Influencer marketing in B2B = maybe more powerful than AI?
Jessica Gilmartin’s preso on Influencer Marketing opened many eyes among the tech CMOs that she and I brought together.
Including mine.
Here’s what she shared (with some of my commentary weaved in):
Context
Jess advises a B2B company that drives ~ 60% of their revenue through influencer-driven campaigns on TikTok and Instagram (yes, B2B, not B2C, that is not a typo). Now, their product is demo-friendly.
Key finding
Influencer Marketing is still way underutilized in B2B Marketing.
It can yield high impact and high ROI if you ID the right creators, set the right terms, and accept to let go of control.
Here are some of their top strategies:
For Instagram and TikTok: Go for broad awareness, not narrow “Ideal Customer Profile” (ICP) targeting
If you ask influencers to create content that’s narrowly focused on your ICP, it may not be relevant to their large audience. The name of the game is virality and shareability so let influencers make content that has wide appeal to their audiences, in their style (the reason why their followers like them) so it hits more feeds. Trust the algos to then find your ICP.
Finding the right B2B influencers is still manual work, but worth it
It takes dozens of hours to find good influencers - there are no quick shortcuts here.
Create a fresh account, search relevant keywords, and train the algorithm by liking relevant creators so you keep finding similar ones.
Review the content of all potential partners to assess authenticity, quality content, and strong engagement.
Skip the “creator platforms” — they rarely deliver for B2B.
Note: I have used AI deep research a few times to ID influencers based on topics they discuss, and came up with lists that were only so-so. At least that helped a little. Pls share your prompts and tips if you had success with that.
Let influencers do their thing. Give some direction
Encourage influencers to:
Start with a relatable scenario (the first 10–20 seconds), ideally something fun and attention-grabbing. Usually around the pain point or where other solutions fail.
Then introduce your product, ideally with some screenshots or demos (visuals are always better on these mobile first platforms).
Keep it authentic and entertaining; those perform better than polished corporate videos.
By the time viewers realize it’s an ad for your product, they should be hooked on the story. Production quality matters less than authenticity.

→ **INFORMATION SUPPLIED**:
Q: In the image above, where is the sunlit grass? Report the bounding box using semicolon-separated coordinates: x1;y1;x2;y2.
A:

→ **WORK INSTRUCTION 1**:
In the influencer marketing post, roughly what share of its revenue does the B2B company Jess advises drive through influencer-driven campaigns?
→ **WORK INSTRUCTION 2**:
Summarize the influencer marketing post in two sentences.

→ **EXERCISE ANSWER 1**:
About 60%.

→ **EXERCISE ANSWER 2**:
Influencer marketing is still underused in B2B, yet it can yield high impact and high ROI when companies find the right creators, set the right terms, and give up control. Finding good influencers takes dozens of hours of manual work, and they should be left to make broad, authentic content that opens with a relatable scenario and then introduces the product.